Annotation dataset entries:
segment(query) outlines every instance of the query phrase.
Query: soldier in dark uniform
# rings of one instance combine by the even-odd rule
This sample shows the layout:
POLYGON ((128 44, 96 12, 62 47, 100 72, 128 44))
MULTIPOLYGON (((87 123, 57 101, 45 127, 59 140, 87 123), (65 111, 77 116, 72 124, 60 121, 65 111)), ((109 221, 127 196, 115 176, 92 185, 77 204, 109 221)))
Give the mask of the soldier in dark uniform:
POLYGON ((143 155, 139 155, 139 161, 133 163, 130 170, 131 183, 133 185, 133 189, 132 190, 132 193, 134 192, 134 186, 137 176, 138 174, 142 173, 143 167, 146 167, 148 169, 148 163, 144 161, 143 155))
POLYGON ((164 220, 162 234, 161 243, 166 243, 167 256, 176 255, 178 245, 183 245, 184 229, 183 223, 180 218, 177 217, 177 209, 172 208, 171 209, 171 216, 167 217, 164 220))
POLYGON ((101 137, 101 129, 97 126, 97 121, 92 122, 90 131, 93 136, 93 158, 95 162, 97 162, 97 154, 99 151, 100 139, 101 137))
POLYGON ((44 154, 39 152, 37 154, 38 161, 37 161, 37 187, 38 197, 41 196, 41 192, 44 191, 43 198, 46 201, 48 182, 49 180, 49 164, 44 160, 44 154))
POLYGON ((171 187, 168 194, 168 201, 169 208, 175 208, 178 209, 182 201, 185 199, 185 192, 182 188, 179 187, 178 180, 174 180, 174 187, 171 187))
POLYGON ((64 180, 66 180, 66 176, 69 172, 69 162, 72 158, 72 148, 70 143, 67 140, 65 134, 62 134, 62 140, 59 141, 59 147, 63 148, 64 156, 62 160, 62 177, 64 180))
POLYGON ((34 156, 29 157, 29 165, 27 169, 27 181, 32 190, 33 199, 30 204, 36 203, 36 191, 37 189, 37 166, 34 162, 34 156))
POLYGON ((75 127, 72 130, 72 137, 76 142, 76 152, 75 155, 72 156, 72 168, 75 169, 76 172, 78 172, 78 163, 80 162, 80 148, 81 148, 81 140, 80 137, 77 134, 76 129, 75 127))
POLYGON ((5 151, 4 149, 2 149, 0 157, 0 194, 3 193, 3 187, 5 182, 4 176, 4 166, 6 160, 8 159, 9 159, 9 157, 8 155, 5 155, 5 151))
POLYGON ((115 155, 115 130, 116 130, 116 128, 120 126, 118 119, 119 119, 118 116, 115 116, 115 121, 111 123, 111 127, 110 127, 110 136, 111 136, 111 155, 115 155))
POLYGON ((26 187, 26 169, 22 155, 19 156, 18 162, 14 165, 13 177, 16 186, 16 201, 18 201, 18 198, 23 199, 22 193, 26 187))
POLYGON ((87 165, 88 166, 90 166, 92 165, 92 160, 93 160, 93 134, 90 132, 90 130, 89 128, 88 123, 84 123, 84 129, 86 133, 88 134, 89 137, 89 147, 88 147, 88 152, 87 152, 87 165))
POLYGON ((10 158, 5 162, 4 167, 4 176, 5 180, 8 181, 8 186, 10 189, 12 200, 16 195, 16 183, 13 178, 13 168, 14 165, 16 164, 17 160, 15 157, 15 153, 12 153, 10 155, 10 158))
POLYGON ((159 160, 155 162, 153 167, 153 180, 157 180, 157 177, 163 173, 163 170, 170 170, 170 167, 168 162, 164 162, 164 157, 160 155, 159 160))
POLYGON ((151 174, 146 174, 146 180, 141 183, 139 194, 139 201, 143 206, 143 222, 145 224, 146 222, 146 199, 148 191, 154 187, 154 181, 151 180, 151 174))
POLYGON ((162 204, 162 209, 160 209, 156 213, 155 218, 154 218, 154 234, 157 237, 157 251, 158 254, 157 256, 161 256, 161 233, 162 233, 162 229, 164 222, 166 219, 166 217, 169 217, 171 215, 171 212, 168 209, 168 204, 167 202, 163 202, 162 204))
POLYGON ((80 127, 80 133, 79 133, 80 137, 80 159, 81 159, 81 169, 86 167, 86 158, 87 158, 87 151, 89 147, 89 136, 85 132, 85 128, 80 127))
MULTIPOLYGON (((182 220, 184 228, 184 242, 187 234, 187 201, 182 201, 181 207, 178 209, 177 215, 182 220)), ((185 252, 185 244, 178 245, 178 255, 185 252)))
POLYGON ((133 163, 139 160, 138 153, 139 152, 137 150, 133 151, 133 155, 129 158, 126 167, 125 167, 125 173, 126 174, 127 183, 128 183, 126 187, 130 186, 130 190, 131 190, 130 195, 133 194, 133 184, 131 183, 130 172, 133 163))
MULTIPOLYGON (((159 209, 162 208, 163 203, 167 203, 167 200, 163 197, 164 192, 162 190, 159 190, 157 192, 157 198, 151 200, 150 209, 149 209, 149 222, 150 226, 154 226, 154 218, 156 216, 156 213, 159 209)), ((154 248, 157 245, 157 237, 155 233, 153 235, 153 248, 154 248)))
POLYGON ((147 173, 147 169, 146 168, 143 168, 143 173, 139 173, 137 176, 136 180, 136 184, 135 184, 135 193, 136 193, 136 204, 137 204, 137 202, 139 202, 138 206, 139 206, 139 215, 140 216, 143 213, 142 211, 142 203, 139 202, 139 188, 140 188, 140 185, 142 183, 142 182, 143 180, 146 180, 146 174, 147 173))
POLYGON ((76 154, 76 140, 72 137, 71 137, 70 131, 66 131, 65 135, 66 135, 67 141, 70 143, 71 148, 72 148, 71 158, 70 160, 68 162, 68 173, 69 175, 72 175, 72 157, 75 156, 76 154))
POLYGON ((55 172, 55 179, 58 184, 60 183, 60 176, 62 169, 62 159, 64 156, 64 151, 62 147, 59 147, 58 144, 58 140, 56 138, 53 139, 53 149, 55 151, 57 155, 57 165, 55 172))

Problem to solve: Arrange the lines starting at the first line of the records and ending at the line containing "POLYGON ((128 44, 96" as a numbered list, leaving out any blank lines.

Worked solution:
1. segment(query) outlines every instance of the query phrase.
2. Query: soldier in dark uniform
3. # rings of one instance combine by the even-odd rule
4. This sample shows the layout:
5. POLYGON ((128 44, 96 12, 62 47, 100 72, 128 44))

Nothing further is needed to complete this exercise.